[Entries from a dataset]
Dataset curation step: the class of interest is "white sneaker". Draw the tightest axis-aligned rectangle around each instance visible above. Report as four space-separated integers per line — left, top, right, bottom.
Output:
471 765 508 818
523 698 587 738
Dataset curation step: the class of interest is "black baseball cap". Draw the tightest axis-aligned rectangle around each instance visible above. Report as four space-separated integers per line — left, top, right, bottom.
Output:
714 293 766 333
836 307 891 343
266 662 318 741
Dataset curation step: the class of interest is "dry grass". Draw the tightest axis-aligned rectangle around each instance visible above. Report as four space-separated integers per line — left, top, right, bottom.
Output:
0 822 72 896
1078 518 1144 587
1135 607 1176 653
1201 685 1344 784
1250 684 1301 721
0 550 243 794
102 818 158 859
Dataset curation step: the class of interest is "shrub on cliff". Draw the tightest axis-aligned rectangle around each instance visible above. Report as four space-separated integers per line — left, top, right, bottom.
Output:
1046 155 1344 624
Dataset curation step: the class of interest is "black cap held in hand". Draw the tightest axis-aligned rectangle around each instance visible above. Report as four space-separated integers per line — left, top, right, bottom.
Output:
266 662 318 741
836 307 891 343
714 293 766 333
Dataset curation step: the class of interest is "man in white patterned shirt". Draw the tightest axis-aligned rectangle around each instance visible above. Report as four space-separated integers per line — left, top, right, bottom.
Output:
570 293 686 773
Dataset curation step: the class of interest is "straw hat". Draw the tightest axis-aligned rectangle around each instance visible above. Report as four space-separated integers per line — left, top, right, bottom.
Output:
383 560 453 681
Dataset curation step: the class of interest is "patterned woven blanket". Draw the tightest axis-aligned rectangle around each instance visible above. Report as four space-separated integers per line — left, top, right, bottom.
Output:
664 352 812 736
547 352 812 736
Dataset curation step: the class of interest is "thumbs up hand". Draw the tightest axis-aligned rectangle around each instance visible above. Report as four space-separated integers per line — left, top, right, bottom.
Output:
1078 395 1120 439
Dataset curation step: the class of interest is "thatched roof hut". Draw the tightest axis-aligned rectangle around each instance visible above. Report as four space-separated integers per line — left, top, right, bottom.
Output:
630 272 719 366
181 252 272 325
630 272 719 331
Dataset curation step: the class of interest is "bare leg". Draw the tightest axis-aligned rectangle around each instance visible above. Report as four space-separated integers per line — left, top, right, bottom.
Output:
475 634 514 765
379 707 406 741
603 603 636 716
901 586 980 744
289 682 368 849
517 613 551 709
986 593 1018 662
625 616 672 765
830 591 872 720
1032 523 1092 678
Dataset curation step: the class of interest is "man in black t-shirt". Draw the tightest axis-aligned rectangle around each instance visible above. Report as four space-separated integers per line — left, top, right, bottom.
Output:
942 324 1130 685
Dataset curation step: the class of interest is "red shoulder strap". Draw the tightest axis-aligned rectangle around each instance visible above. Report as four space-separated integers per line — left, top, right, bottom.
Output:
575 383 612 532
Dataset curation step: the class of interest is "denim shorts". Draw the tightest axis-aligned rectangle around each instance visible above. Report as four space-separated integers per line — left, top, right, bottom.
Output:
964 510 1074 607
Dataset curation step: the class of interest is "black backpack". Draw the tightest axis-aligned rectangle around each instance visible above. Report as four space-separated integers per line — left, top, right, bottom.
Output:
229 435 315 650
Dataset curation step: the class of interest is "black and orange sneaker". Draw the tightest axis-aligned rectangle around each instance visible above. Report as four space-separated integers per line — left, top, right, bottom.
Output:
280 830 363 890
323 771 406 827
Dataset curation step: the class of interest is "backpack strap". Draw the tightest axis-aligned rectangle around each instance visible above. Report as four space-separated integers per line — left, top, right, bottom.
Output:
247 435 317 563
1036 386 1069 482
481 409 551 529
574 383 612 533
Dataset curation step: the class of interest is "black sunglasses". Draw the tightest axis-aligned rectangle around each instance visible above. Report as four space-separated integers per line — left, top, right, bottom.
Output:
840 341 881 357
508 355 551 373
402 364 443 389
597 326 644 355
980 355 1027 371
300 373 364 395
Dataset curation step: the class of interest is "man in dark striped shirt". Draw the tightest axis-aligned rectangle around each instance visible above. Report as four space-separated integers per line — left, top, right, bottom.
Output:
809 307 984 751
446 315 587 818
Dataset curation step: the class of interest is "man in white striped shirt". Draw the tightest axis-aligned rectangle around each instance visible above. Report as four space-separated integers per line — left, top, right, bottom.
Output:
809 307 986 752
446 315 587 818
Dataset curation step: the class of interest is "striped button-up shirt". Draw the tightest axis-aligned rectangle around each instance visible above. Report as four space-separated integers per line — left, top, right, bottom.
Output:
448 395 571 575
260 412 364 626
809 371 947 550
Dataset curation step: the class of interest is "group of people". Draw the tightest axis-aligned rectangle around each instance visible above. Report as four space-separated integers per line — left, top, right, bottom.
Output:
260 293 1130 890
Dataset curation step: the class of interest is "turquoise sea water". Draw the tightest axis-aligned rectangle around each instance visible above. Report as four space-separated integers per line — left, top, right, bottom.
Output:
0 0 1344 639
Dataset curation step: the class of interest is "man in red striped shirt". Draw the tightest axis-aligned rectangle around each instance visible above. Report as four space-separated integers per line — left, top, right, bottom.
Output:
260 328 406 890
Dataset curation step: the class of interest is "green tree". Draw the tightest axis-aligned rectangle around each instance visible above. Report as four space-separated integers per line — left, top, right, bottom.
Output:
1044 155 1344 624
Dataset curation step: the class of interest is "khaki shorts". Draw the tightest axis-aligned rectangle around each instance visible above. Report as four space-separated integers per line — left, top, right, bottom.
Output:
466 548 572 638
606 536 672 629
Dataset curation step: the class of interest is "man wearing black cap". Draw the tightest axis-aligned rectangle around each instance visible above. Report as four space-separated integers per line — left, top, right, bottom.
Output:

Written task: Reproduce every one of the records above word for word, changing nothing.

Solution for this task:
Dataset curation step: the class of interest is "white sneaker". Draw the tightest axis-aligned rectangle around each instance visible above. Report as four space-separated integers per line — left, top, right, bottom.
Output:
471 765 508 818
523 698 587 738
Dataset curation step: the class of interest is "black baseball cap". Draw the tightest axis-aligned rectangle around each instance visible above. Report as four space-separated integers per line — left, top, right, bottom.
Output:
714 293 766 333
836 307 891 343
266 662 318 741
Dataset curation step: the class of interest is "dry grass". Draw the tightest axis-aligned rectangle around each instance visible above. Report as four space-separated integers per line — left, top, right, bottom.
Output:
0 822 72 896
1078 518 1144 587
1135 607 1176 653
1201 685 1344 784
1250 684 1301 721
0 550 243 794
102 818 158 859
Dataset curation step: the class of interest is "shrub on cliff". Draw the tightest axis-aligned rectangle around each instance visible above. Report as four space-separated integers per line — left, top, right, bottom.
Output:
1046 155 1344 624
Dataset curation step: the class of interest is "black cap held in hand". Draw the tightest axis-aligned rectangle around each instance visible above. Report as four space-separated integers per line — left, top, right, bottom.
Output:
266 662 318 741
836 307 891 343
714 293 766 333
Dataset curation step: the class of interest is "man in white patterned shirt". Draw the tightest axis-aligned rectangle around each instance visible above. Report as four space-separated integers per line — left, top, right, bottom.
Output:
570 293 686 773
Dataset curation step: the class of interest is "straw hat". Draw the tightest axis-aligned rectangle around each instance visible above. Report as four space-separated integers per line — left, top, right, bottom.
Output:
383 560 453 681
Dataset curation step: the class of interest is "patterned woven blanket". Draw the tightest axis-aligned rectangle around each instance visible above. Report as four space-separated integers per line — left, top, right, bottom.
Output:
664 352 812 736
547 352 812 736
Dataset curation step: the class of interest is "thumbs up hand". Draw the tightest axis-aligned rectangle around each instance visible above. Report as four space-separated integers per line — left, top, right, bottom.
Output:
1078 395 1120 439
Dataset curation step: the class of interest is "thatched roof hut". Draw the tightest axis-aligned rectangle around each instance visible above. Report as four space-separated integers per line — left, top, right, bottom.
Output:
630 272 719 366
181 252 272 325
630 272 719 331
Dataset curation step: the class of interest is "bare leg". Draw the tightest axis-aligned rectangle around each instance visible above. Report as four space-separated integers per line — left, top, right, bottom.
Output:
475 634 514 765
379 707 406 741
603 603 636 716
901 586 980 744
289 682 368 849
517 613 551 709
986 593 1018 662
625 616 672 765
830 591 872 720
1032 523 1092 678
Dataset curation step: the class of interest is "man in black t-shirt". Draw the tightest axis-aligned rectangle around each instance visible above. Report as four space-separated integers per line — left, top, right, bottom.
Output:
942 324 1130 685
Dataset curation step: the class of interest is "red shoulder strap". Draw the tightest axis-aligned rectangle around each instance visible above. Report as four space-separated integers per line — left, top, right, bottom.
Output:
575 383 612 532
Dataset curation step: the class of interest is "denim shorts". Draw the tightest axis-aligned rectangle around each instance visible above. Report as four space-separated integers per line — left, top, right, bottom.
Output:
964 510 1074 607
Dataset curation step: the class of interest is "black backpack". Draw the tightest axis-aligned rectangle around each instance visible above. Report as four space-separated integers per line — left, top, right, bottom.
Output:
229 435 315 650
Dataset curation step: the class of interest is "black and orange sneaker". Draw the tightest axis-aligned rectangle around each instance visible above. Report as four space-separated integers per line — left, top, right, bottom.
Output:
280 830 363 890
323 771 406 827
Dataset curation step: the class of interest is "backpack strap". Draw the tightest axis-aligned rectangle around each instance visible above. Report as four space-separated integers per line — left, top, right, bottom.
Output:
247 435 317 563
1036 386 1069 482
481 409 551 529
574 383 612 533
Dataset curation step: the class of interest is "black sunglasses". Draw the tightest axis-aligned rectangle around each instance visible above. Report as four space-separated integers per line — left, top, right, bottom.
Output:
840 341 881 357
508 355 551 373
402 364 443 389
597 326 644 355
980 355 1027 371
300 373 364 395
Dataset curation step: the class of interest is "man in dark striped shirt". Draw the tightest axis-aligned rectangle around each instance visible above. Report as four space-separated integers per line — left, top, right, bottom.
Output:
809 307 984 751
446 315 587 818
Dataset curation step: the class of interest is "man in white striped shirt". Draw the tightest axis-aligned rectangle around each instance visible above. Report as four space-separated integers per line — left, top, right, bottom.
Output:
809 307 986 752
446 315 587 818
Dataset curation step: the class of interest is "striped button-up shirt". Draw the tightest axis-aligned rectangle around each instance visible above. Report as four space-separated integers per line — left, top, right, bottom.
Output:
448 395 571 575
260 412 364 626
809 371 947 550
Dataset curation step: the class of interest is "group of people". Draw the tightest axis-aligned rectangle around each instance visible above. Report as four space-separated integers per line — left, top, right, bottom.
Output:
260 293 1130 890
Dataset curation step: the class of interest is "turquoise sea water". Draw the tightest axis-aligned rectangle around each instance visible above. Report as four space-separated integers per line — left, top, right, bottom.
Output:
0 0 1344 639
Dataset curation step: the class of interest is "man in red striped shirt". Draw the tightest axis-aligned rectangle around each instance visible above. Report as four space-separated integers per line — left, top, right, bottom.
Output:
260 328 406 890
Dataset curation step: the class of interest is "green tree". Draw the tightest axis-aligned rectangle around each instance visible above. Report as four space-separated integers per line — left, top, right, bottom.
Output:
1044 155 1344 624
Dataset curation step: the class of interest is "khaki shorts". Draw the tightest axis-aligned rectangle around each instance visible above. Report as four space-separated integers per line — left, top, right, bottom.
Output:
466 548 572 638
606 536 672 629
Dataset curation step: the class of interest is "man wearing black cap". Draw the tightest axis-aligned rectangle around each instance visible above. Report as four space-separated integers per line — left, top, right, bottom.
Output:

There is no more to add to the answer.